Please copy every line of the items below character for character, leaving out the pictures.

* * * *

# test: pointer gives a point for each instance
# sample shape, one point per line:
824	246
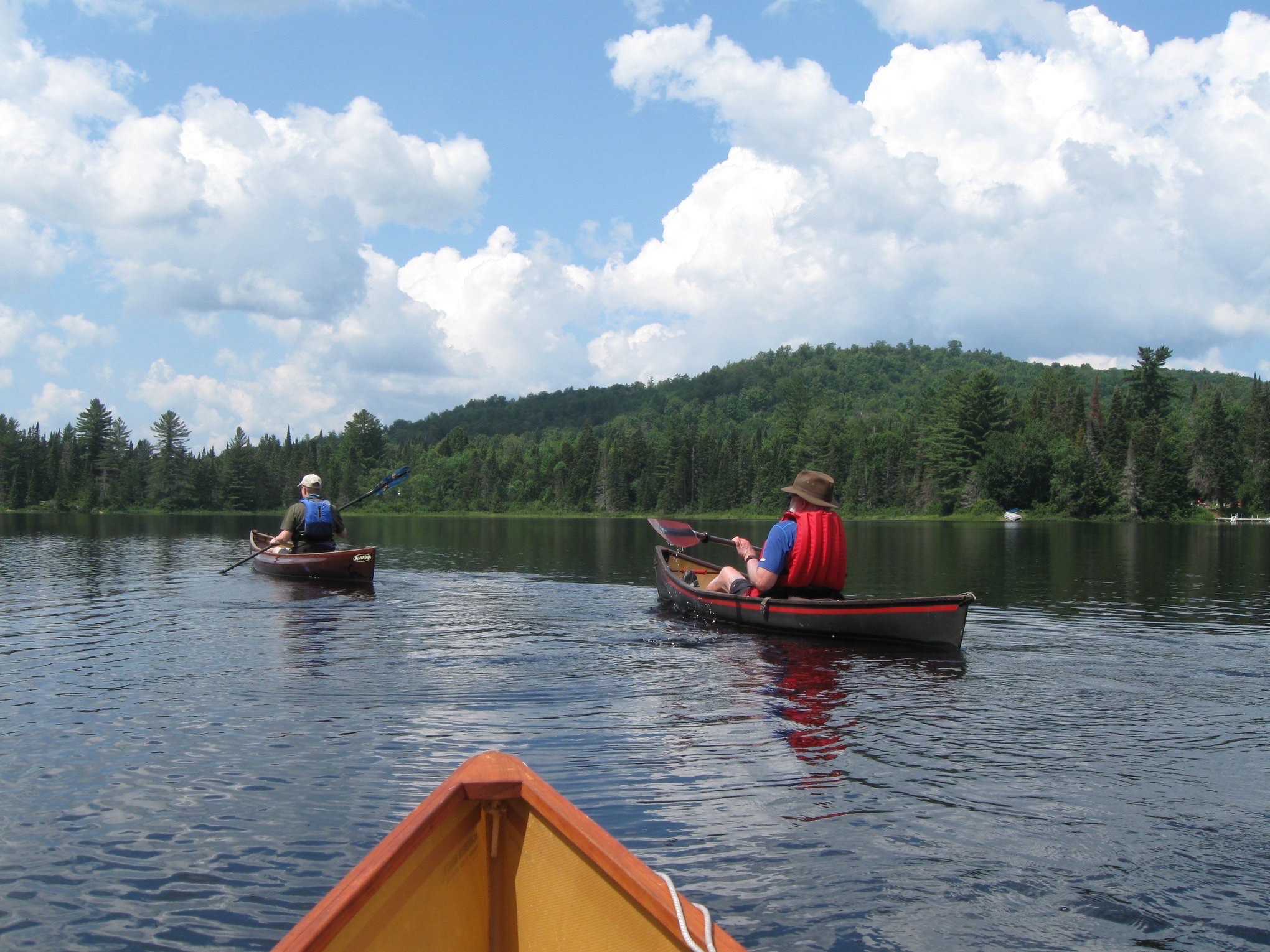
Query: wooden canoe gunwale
907	620
344	565
486	777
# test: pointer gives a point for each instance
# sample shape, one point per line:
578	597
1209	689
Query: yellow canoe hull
497	861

* * * *

### Result of this task:
# test: pointer gives a point for each instance
# sample shape, one point per line:
824	246
Query: wooden canoe gunwale
907	620
344	565
486	777
# test: pointer gives a point for each instance
# sample shape, one point per line:
578	597
1209	689
Query: yellow canoe hull
497	861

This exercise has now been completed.